EXERCISE DETAILS> For the entries below, the expected answer is the line with "Query: elk foreleg", the line with "Would you please locate the elk's", and every line between them, exactly as written, and nothing more.

Stored data entries
- Opening Delimiter -
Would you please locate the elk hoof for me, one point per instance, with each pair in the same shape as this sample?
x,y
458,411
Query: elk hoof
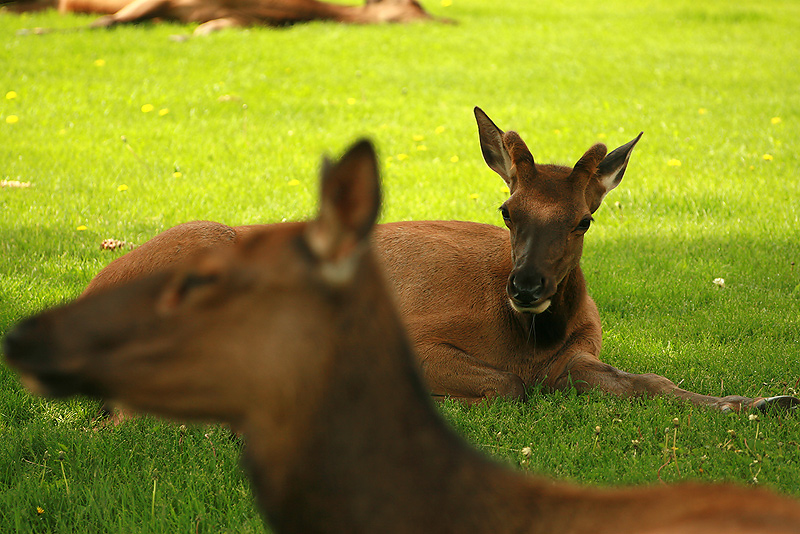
x,y
781,402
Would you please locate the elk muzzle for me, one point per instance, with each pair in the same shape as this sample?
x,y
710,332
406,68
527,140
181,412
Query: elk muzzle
x,y
29,349
528,294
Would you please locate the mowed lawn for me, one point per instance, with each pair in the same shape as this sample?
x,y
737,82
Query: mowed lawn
x,y
124,133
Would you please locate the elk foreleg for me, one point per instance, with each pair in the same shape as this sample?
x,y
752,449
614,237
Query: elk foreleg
x,y
451,372
585,372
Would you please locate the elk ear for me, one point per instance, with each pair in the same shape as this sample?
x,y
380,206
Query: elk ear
x,y
349,205
494,151
609,173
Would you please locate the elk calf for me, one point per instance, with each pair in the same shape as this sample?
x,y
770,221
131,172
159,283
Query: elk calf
x,y
217,14
490,311
291,337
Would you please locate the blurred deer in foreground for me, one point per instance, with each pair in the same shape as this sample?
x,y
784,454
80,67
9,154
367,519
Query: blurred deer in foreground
x,y
489,311
217,14
291,336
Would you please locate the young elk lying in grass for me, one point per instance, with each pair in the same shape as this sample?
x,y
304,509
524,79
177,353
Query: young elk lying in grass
x,y
217,14
292,338
489,312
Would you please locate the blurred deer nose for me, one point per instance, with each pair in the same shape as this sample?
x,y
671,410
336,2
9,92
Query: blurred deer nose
x,y
526,292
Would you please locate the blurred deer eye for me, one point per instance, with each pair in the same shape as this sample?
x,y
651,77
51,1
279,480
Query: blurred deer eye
x,y
504,213
584,225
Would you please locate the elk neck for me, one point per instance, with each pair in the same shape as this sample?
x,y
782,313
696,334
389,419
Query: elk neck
x,y
371,454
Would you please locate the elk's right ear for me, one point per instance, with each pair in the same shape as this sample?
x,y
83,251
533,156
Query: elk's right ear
x,y
494,150
349,204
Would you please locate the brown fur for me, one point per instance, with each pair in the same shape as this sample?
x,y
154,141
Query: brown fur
x,y
291,337
217,14
452,283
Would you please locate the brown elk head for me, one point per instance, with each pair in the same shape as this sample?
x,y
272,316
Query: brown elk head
x,y
237,327
548,211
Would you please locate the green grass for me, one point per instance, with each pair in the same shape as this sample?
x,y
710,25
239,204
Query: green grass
x,y
703,80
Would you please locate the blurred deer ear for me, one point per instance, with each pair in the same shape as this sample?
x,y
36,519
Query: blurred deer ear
x,y
609,174
349,204
494,151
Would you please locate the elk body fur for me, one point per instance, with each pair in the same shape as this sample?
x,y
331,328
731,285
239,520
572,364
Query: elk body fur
x,y
478,335
291,336
217,14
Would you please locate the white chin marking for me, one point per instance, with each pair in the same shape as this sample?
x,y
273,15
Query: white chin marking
x,y
535,310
- Closing Delimiter -
WRITTEN ANSWER>
Query: elk foreleg
x,y
451,372
585,372
Would you please locate the elk ear for me, one point per instance, with each pair in the same shape as this sample?
x,y
380,206
Query: elk ear
x,y
349,205
494,151
609,173
Would you please locate the elk calf for me, one point per instance, with each pair in the same shape as this sample?
x,y
770,221
131,172
159,283
Query: elk calf
x,y
217,14
490,311
291,337
Would you please locate the blurred deer in foreground for me, one point per instance, with each pair in the same shape as this sample?
x,y
784,454
80,67
9,154
367,519
Query: blurred deer in foreground
x,y
489,311
217,14
291,336
Would you please locate the young elk lying in grass for me, one point per instance, with each pair in the same shape as this sample?
x,y
304,509
524,79
177,353
Query: young elk lying in grass
x,y
217,14
292,338
489,312
Would you please locate the blurred deer nose for me, one point per instance, with each pair in the same shape as this sample?
x,y
671,410
336,2
9,92
Query: blurred deer nose
x,y
526,292
Would you please locate the blurred deer eye for me, one point per instance, with each pair in the same shape as this sample?
x,y
651,77
51,1
279,480
Query: blurred deer eye
x,y
504,213
584,225
Would you please locate the elk neck for me, one point per instance, with each pair in the same shape as this sample?
x,y
782,313
696,334
389,419
Query: elk neck
x,y
371,454
Would you please locate the elk's right ear for me, one point per instance, with each pair in the same shape as this sample?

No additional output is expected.